### Приведённый отрывок:
○ ○ ○

Светлана Алексиевич: "Все стали думать, что страх — фактор защиты"

Светлана Алексиевич.  ФОТО: Tairo Lutter

 

MoReBo публикует интервью 2005 года, оно предоставлено редакции Надеждой Ажгихиной.

 

Нобелевский лауреат Светлана Алексиевич — один из самых удивительных современных авторов, чей талант и философское постижение трагических сюжетов современного мира продолжает завораживать читателей многих стран вот уже более 20 лет. Белорусская журналистка, кропотливо собирающая по крохам невыдуманные свидетельства наших современников о Великой Отечественной войне, Афганистане, Чернобыльской катастрофе, превратила документ в факт высокого искусства, создала своеобразный жанр, сочетающий публицистическую и художественную ткань. Активная участница международных интеллектуальных дискуссий, неутомимая защитница прав человека, в том числе — и от правозащитных штампов, она удивительная собеседница.

— Светлана, вы вот уже много лет работаете на Западе, живете в Белоруссии, пишете по-русски. Как и кем вы себя ощущаете? Может, это вообще нормальное состояние современного писателя, интеллектуала — быть вне границ?

— Я в последние годы поняла, что мы живем в себе. Каждый человек. Единственная обжитая территория — это он сам. В этом смысле перемещение или сужение пространства не имеет значения. Можно жить в Минске, среди других людей, одни из которых проектируют социализм, другие — национализм, предлагают какие-то иные практики, совершенно забытые уже сегодня, совершенно несвоевременные. И ты оказываешься как мишень между двух сторон, ты между баррикадами. Что заставило меня уехать — так это то, что я поняла: баррикада — плохое место для художника. Портится зрение. Ты уже видишь мишень. Не видишь человека, его цветной мир, не говоришь о нем как о божественном, непонятном и загадочном существе, а видишь мишень — белоруса, космополита, коммуниста. Мне это представляется старомодным, лишним и просто нелепым, не имеющим отношения к реальности.

Именно реакция нашего старого противостояния вытолкнула меня на какое-то время в западный мир. И я решительно поняла справедливость того, что писатель — это отдельная страна, отдельный язык, отдельная вселенная, и главная задача — сохранение ее. Хотя по темпераменту я журналист, и это определяет мой интерес к человеку. Мне всегда интересно, в каком реальном времени человек существует, эта краска времени, и в то же время всегда интересно увидеть его в бесконечном пространстве непостижимого. Вот это сочетание двух плоскостей, двух подходов дает особое зрение, расширяет зрачок.

○ ○ ○

### Сохранённые данные:

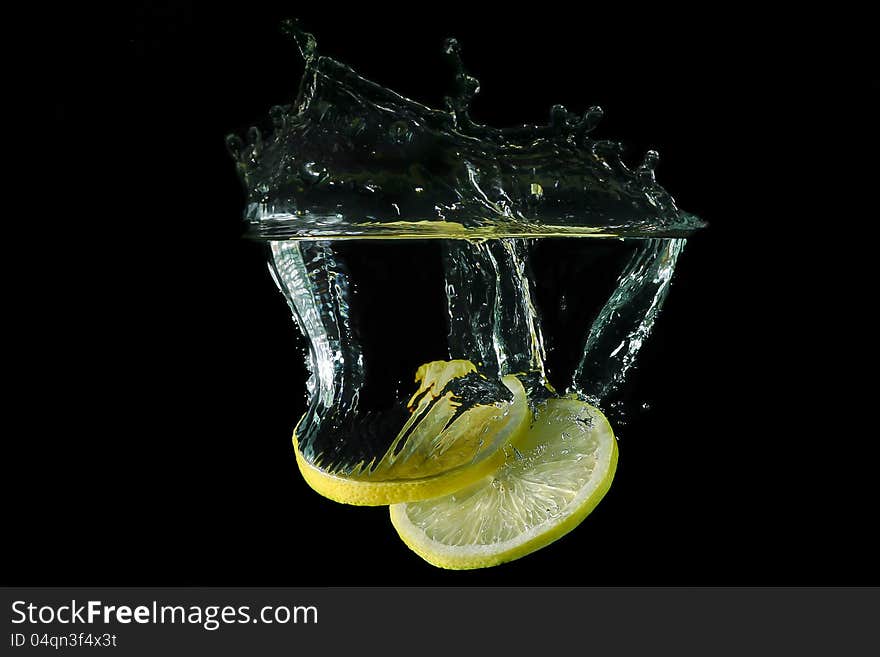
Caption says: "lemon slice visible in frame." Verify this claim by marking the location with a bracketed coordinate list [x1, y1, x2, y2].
[293, 360, 529, 506]
[391, 398, 617, 570]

○ ○ ○

### Выполните задание:
Переведите на английский язык предложение из интервью со Светланой Алексиевич: «Что заставило меня уехать — так это то, что я поняла: баррикада — плохое место для художника». Строки здесь никакой роли не играют.

### Решение задачи:
What made me leave was that I realized: a barricade is a bad place for an artist.